— start DOCUMENT TEXT —

Tuesday, June 24, 2014

La Professoressa



How much would you put up with to have a dream job? Would you work in a tiny cubicle without windows, take a cut in pay, move to a strange town? Would you work for a crazy person? Would you be her close, personal assistant if it meant you had a once-in-a-lifetime opportunity?



I was studying in Rome, my last quarter before I completed my Bachelors degree (at the age of 32). My field was Art History and I spoke Italian, so, yeah, I was up for new experiences and a job, and would definitely be interested in staying in Rome. Then I met La Professoressa.

It started with Caravaggio, the bad boy of Italian Baroque painting. While I was in Rome I wanted to see as many of his paintings as I could. It's not hard - they're in churches and museums all over the city. But one of his big ones, Deposition from the Cross, was in a part of the Vatican Museums that was closed.

— end DOCUMENT TEXT —
— start RECORD SET —

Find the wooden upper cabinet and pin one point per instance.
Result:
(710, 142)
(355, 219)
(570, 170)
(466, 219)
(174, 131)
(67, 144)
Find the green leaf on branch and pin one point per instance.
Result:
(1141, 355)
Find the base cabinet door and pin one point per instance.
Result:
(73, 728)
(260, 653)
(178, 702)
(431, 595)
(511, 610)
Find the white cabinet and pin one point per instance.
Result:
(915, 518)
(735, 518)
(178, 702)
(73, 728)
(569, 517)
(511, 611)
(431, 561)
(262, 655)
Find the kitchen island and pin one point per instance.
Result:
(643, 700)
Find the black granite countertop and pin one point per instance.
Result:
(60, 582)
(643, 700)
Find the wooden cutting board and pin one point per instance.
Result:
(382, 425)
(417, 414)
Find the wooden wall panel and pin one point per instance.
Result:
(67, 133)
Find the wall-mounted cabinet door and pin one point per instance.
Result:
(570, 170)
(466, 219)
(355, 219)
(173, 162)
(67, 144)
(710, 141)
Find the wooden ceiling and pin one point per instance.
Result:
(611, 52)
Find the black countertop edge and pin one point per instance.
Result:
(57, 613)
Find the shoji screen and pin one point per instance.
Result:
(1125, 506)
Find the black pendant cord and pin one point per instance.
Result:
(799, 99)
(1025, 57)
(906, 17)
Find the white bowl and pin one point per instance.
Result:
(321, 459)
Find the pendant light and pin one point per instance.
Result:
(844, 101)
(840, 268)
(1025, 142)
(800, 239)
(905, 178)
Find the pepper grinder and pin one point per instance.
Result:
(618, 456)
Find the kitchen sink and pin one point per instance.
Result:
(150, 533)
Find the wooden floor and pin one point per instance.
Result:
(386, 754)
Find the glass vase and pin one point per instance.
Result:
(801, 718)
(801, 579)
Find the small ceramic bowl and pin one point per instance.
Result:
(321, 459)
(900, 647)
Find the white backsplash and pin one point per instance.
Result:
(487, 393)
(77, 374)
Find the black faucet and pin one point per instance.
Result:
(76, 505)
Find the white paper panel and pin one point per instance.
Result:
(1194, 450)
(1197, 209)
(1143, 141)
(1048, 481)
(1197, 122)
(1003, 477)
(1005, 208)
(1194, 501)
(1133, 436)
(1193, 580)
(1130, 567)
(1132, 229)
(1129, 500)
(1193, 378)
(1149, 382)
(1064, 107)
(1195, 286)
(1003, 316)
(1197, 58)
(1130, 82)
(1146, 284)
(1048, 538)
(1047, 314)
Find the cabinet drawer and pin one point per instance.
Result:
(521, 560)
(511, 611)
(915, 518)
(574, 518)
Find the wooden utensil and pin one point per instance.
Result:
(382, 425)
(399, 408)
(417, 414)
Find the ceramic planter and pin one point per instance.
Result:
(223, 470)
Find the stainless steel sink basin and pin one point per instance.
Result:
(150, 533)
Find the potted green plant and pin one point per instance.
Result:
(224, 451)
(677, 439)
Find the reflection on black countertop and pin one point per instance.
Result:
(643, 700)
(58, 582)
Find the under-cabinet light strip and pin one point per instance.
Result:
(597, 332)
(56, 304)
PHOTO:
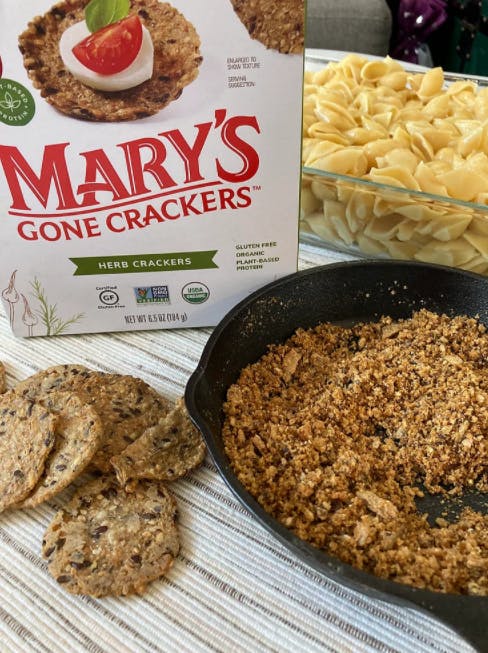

— end RECORD SET —

SET OF TASKS »
A) In the La Professoressa post, which Caravaggio painting hung in a closed part of the Vatican Museums?
B) Carry on the La Professoressa post from the point where it stops.
The listing isn't needed for these tasks.

THE RESULTS »
A) Deposition from the Cross.

B)
Most of my fellow students were Classicists and were indifferent to the Baroque art and architecture of Rome, but Karen shared my interest. The two of us were walking towards the Campo dei Fiori and talking about how disappointed we were to not be able to see this one painting because that part of the museum was in restauro. A woman ahead of us whipped around to look at us and said, in a British accent, "I can get you in to see it!"

She was middle-aged and hyperactive. Her graying hair was pulled back into a classic ponytail. She had large, round glasses, orange lipstick, and a leopard-print jacket. Her accent was what I later learned to describe as "posh." She spoke in an animated manner and explained that she was an art historian who lived in Rome, and she was working on a project photographing ceiling murals. She introduced her extremely meek daughter, who I hadn't even noticed and who was carrying the camera equipment. La Professoressa chatted excitedly for awhile, and we made plans to meet soon.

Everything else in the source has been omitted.